* PAGE
▶

You may likely know us because of our products: New England Naturals organic and all natural granola cereals and chewy granola bars. Perhaps you are a Private Label Buyer, arranging to purchase pouch granola cereal with a Supermarket or other Brand name package to be available to consumers through a multitude of retail outlets. Whether you are part of the natural food community, or a valuable and curious consumer wanting to know more about New England Natural Bakers, we have a colorful story that we are proud to share.
In the spring of 1977, arising from a conversation with co-op members and managers at the popular Yellow Sun Food Co-op in Amherst, Mass, a decision was made to fill the need for a locally produced granola. The attributes of passion and motivation were present and several resources that allowed for a viable business were identified. Good thing we were not aware of what we did not know and thank goodness for the presence of “we can do that!” Being in the Pioneer Valley of Western Massachusetts, with its abundance of colleges and “alternative” health related business, we knew that plenty of outlets existed for selling natural healthy food.
I was 25 years of age and had spent the previous 5 years of my life traveling for extended periods of time, as well as living in the country gaining skills through with what was known then as “homesteading communities.” I was ready to create my own reality utilizing newly found confidence with a vision to be in “clean” business that promoted environmental and social well being. I was quite comfortable with food in general, enjoying both gardening and creative cooking and in addition to the resources identified, there was partnership-one of the former co-op managers shared this vision with me. So together we bravely plunged ahead with minimal business background and experience.
Literature from Good Morning New England Granola Company, circa 1977, "The name has changed but the message remains the same."

◀

* Object pointing dataset rows
▶

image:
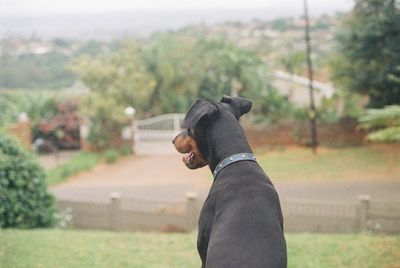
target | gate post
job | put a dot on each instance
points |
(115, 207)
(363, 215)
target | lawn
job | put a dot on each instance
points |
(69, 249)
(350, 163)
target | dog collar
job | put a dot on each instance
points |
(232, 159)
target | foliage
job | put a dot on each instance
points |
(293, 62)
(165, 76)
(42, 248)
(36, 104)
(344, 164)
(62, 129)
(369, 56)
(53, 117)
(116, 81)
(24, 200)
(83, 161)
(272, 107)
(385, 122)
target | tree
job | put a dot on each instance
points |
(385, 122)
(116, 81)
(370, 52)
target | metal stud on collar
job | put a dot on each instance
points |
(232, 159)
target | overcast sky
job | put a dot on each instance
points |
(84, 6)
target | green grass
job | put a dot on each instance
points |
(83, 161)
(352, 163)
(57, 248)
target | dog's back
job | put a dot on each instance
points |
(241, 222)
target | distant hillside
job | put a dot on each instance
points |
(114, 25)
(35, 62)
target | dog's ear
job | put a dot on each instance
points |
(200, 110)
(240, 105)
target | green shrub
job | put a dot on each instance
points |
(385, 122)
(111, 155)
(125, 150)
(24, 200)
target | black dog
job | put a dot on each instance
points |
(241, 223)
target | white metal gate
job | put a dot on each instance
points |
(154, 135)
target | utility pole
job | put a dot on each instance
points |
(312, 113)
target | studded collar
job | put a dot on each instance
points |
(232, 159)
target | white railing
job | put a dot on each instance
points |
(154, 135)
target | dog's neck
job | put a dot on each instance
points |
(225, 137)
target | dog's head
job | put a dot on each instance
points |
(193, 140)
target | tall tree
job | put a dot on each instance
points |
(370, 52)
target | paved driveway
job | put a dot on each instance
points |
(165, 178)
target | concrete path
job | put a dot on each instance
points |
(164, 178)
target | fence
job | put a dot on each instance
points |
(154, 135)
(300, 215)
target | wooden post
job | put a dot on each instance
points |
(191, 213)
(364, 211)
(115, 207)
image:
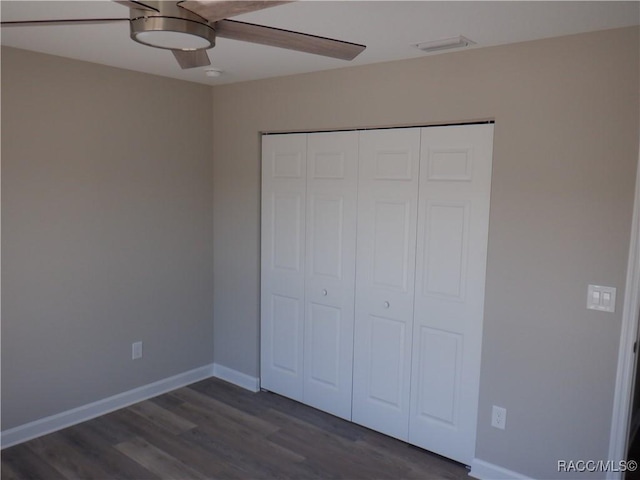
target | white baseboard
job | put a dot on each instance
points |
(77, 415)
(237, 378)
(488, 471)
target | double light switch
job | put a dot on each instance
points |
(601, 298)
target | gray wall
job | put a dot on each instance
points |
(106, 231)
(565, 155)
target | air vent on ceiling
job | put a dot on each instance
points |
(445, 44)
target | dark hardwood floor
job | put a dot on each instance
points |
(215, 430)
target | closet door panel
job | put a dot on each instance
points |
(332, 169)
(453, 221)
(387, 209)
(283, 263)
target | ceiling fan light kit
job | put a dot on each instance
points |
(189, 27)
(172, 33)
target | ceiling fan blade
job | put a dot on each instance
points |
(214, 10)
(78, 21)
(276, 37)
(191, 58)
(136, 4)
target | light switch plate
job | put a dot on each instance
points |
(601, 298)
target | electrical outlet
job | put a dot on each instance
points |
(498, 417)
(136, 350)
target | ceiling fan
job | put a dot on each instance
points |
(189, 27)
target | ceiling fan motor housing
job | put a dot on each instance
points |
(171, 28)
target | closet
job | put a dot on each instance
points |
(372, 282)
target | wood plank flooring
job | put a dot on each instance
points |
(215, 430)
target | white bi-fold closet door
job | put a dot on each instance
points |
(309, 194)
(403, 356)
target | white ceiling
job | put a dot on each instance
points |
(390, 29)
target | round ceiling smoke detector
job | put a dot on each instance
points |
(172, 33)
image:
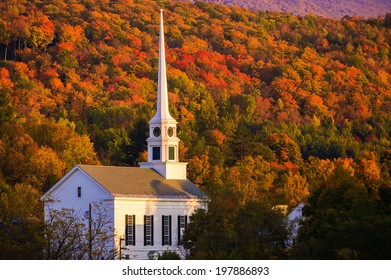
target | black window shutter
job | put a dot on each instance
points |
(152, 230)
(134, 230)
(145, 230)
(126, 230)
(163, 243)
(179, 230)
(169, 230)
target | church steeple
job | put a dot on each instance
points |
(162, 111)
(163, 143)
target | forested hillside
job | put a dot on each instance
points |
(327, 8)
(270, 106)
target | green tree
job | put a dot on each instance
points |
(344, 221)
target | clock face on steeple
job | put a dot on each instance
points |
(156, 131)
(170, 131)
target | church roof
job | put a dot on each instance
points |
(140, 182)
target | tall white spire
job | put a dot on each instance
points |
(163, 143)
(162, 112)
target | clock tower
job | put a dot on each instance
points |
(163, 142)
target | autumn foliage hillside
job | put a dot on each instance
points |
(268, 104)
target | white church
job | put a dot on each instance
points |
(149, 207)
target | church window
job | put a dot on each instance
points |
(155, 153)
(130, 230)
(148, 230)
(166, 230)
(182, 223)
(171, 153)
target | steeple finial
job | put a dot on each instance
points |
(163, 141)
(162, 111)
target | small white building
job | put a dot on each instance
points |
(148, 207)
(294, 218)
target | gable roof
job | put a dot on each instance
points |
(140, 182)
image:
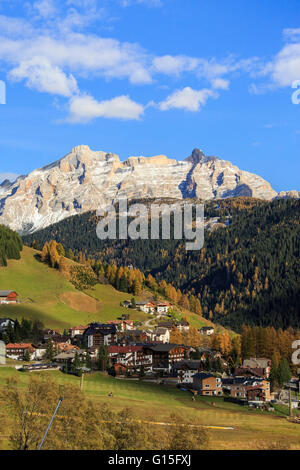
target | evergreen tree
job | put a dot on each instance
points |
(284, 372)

◀

* YOUR OBJECTIVE
Answer these questions from the company history above:
(a) In what season and year was the decision made to produce a local granola?
(b) At which food co-op did the conversation leading to that decision take place?
(c) How old was the writer at the time?

* OUTPUT OF THE TASK
(a) Spring of 1977
(b) Yellow Sun Food Co-op in Amherst, Mass
(c) 25